## begin TEXT PROVIDED
If I had a daughter, would I let her perform that number? No. She could have just as much fun dancing in something else, _to_ something else. But can I do anything about whether other parents would let their kids be part of that act? No. Do I think I should? No. Would I prefer not to have to worry about it? Yes.


----------



## caelum (May 14, 2010)

Little girls are dancing like sluts.  That's fucked up.  Period.  They're allowed to dance, just in a more decent way; and not that it's their fault, but the adults' who decided: "Hey, six year old girls can bump and grind, too!"


----------



## darknite_johanne (May 14, 2010)

Oh man, kill the person who decided to have their kids do that in the first place. There's always someone with the big idea, and this time that someone has seriously f****ed up.


----------



## BitofanInkling (May 14, 2010)

Ew. 
I'm also confused by why their hair all matches.


----------



## JosephB (May 14, 2010)

This is just one example. The only real argument against it would be that there are no effects from the cumulative exposure to this kind of thing. Foxee and I have already stated what those might be. That it's all harmless and that the people who think this is bad idea must have problems is pretty weak.

At the same time, the people with the lynch mob mentality or think this is all about pedophilia diminish and trivialize any legitimate argument.


----------



## seigfried007 (May 14, 2010)

I don't have a lynch mob mentality, but I'm still boggled by the stupidity that leads to "Let's have children do everything adults do! Isn't it cute!" The parents, with few exceptions that actually are perverts, are generally nice enough people who are just idiots who think it's all harmless fun and are the production of decades of "Dress them like adults because it's cute" mentality. In sizes beyond 4-5T, it's now easier to find children's clothes that look like adult clothes in miniature than all the frills and cutesy stuff.

"Little girls having fun" doesn't cut it. These children were more than likely practicing this piece for months before performing it. They've probably had years of training. That's not fun; that's lessons that parents pay for, uniforms they buy, studios they drive to. That's hours upon hours of work for the children that they coud have spent being children or learning how to dance to something else in something else from someone else who would have had the sense not to have small children grinding before a live audience.


----------



## JosephB (May 14, 2010)

A lot of this is parents living vicariously through their children. Only these people just can't wait. 

It's a lot like the dads screaming at 6 and 7-year old kids at soccer games. Like the one who screamed at my daughter, "Nail her! Nail her. Why didn't nail her?!"


----------



## Sigg (May 14, 2010)

There was a comment on the link that struck me, 



> ...Perhaps those are the inappropriate elements in this presentation. But it would be hard to convince the dancers of that given the raucous shouts and applause their performance generated.
## end TEXT PROVIDED
## begin ENTRIES SUPPLIED
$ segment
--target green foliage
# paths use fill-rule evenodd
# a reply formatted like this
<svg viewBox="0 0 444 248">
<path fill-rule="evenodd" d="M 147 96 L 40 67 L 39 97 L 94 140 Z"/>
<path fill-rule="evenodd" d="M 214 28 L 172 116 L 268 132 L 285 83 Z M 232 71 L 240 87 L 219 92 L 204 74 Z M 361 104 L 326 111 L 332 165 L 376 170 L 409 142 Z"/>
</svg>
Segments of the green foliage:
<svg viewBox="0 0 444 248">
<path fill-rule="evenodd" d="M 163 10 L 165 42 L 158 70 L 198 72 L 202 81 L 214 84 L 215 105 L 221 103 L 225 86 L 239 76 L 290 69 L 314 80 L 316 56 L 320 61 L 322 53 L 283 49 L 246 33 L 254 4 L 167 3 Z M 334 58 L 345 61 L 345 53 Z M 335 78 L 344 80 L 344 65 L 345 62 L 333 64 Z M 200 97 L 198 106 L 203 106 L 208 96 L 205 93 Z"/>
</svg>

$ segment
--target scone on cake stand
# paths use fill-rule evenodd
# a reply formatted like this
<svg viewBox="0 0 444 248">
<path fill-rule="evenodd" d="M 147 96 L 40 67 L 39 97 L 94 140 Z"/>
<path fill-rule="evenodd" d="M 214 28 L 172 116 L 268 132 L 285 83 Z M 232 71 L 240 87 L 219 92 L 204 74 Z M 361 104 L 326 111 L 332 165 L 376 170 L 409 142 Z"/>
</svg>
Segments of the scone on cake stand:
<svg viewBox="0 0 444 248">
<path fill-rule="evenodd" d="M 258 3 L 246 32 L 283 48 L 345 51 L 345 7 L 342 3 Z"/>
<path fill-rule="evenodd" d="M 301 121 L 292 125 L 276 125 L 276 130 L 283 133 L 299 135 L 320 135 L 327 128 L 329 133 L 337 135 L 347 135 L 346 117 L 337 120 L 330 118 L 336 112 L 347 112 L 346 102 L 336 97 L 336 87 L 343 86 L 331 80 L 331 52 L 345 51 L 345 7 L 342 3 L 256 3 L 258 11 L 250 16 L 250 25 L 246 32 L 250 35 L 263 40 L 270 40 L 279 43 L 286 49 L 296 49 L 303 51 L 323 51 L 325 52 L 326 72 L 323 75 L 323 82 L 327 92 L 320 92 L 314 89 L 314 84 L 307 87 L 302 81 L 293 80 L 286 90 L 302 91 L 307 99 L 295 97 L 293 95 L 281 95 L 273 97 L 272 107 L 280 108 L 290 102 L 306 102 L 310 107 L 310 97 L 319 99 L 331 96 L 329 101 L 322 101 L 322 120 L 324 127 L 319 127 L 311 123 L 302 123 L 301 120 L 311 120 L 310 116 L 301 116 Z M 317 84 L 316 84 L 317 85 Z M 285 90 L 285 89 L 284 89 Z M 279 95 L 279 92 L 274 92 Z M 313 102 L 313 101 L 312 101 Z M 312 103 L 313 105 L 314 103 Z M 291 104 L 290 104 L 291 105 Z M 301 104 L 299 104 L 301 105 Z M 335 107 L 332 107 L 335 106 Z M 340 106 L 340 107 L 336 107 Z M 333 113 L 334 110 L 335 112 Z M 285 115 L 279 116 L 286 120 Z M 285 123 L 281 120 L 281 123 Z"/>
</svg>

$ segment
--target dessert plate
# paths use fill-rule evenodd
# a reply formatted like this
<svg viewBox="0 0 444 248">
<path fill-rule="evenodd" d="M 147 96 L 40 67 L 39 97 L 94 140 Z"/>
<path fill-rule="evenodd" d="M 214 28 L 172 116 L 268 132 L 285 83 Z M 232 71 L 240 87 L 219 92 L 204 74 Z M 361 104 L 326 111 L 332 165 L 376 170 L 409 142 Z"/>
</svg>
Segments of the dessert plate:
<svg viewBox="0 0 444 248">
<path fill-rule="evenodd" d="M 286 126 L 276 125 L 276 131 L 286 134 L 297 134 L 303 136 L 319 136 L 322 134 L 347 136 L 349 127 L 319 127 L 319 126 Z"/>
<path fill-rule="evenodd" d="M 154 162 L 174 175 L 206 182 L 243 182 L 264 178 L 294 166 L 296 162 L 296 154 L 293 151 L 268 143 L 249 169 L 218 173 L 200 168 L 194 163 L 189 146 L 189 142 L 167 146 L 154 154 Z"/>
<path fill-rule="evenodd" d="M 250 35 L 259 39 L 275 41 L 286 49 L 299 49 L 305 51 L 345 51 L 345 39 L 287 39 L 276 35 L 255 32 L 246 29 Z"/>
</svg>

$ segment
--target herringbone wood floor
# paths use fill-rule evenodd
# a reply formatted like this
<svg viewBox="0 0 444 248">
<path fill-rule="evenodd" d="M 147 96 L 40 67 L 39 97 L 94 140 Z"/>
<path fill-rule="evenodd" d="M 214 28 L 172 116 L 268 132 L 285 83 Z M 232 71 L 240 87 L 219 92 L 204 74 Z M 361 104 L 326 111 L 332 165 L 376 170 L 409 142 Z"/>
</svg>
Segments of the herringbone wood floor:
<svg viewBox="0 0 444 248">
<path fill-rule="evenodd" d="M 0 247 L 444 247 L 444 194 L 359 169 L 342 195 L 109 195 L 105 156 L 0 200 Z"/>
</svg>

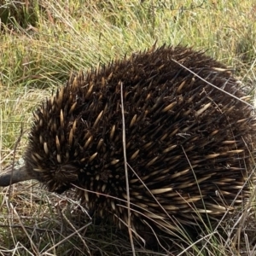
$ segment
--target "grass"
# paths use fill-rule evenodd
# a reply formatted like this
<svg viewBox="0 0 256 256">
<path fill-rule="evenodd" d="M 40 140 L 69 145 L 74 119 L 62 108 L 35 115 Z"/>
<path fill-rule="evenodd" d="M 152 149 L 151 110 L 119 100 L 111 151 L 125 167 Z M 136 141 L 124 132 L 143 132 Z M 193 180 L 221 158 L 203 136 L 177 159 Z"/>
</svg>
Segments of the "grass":
<svg viewBox="0 0 256 256">
<path fill-rule="evenodd" d="M 32 110 L 65 83 L 72 70 L 108 63 L 156 41 L 158 45 L 181 44 L 207 50 L 232 67 L 253 94 L 253 1 L 176 2 L 0 1 L 2 165 L 11 163 L 14 154 L 16 159 L 22 155 Z M 14 154 L 21 127 L 24 135 Z M 7 189 L 1 191 L 0 255 L 131 255 L 125 234 L 106 224 L 90 224 L 72 196 L 48 194 L 33 183 L 15 185 L 10 195 Z M 235 228 L 228 240 L 208 232 L 199 244 L 190 242 L 190 249 L 182 248 L 176 255 L 254 255 L 255 234 L 247 225 L 255 230 L 255 207 L 247 218 L 237 230 L 236 218 L 223 223 Z M 237 234 L 240 247 L 232 244 Z M 157 255 L 139 247 L 137 250 L 137 255 Z"/>
</svg>

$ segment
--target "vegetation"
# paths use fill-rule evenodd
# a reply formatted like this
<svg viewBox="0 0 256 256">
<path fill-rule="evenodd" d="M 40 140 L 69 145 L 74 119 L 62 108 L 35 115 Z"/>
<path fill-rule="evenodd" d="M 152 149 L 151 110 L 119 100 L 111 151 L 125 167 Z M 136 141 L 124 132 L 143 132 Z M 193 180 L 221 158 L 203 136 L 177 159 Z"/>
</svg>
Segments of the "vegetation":
<svg viewBox="0 0 256 256">
<path fill-rule="evenodd" d="M 21 156 L 32 110 L 72 70 L 108 63 L 155 42 L 207 50 L 232 67 L 253 96 L 253 2 L 0 0 L 0 164 Z M 197 242 L 177 244 L 173 254 L 255 255 L 253 197 L 253 191 L 250 213 L 238 210 L 221 224 L 225 239 L 208 230 Z M 11 191 L 1 189 L 0 255 L 132 255 L 127 234 L 86 215 L 72 200 L 72 191 L 52 195 L 34 183 L 14 185 Z M 138 243 L 136 252 L 166 255 Z"/>
</svg>

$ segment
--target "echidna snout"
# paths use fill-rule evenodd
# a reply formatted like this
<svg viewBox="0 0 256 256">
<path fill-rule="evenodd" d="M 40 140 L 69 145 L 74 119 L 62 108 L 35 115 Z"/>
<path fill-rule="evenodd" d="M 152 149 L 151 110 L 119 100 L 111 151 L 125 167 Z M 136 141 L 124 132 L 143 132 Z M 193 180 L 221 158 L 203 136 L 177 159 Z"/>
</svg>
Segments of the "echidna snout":
<svg viewBox="0 0 256 256">
<path fill-rule="evenodd" d="M 133 228 L 218 219 L 249 195 L 256 124 L 242 97 L 225 66 L 180 46 L 72 74 L 34 113 L 26 177 L 15 170 L 13 183 L 36 178 L 57 192 L 75 185 L 90 208 L 126 222 L 123 107 Z"/>
</svg>

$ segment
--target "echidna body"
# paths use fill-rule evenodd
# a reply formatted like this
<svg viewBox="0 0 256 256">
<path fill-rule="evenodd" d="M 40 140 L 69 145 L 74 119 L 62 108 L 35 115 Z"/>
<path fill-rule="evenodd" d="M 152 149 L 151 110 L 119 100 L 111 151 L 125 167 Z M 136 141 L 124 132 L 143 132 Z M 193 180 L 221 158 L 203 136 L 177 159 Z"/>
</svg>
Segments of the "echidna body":
<svg viewBox="0 0 256 256">
<path fill-rule="evenodd" d="M 249 195 L 255 119 L 237 98 L 244 94 L 225 66 L 180 46 L 73 74 L 34 113 L 13 183 L 81 188 L 91 209 L 127 223 L 123 113 L 132 227 L 173 230 L 220 218 Z"/>
</svg>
## end ENTRIES SUPPLIED
**TASK TO COMPLETE**.
List each distinct username that heads a post in the forum thread, in the order they first appear. Rely only on the forum thread, not on the material.

**PROBLEM SOLUTION**.
caelum, darknite_johanne, BitofanInkling, JosephB, seigfried007, Sigg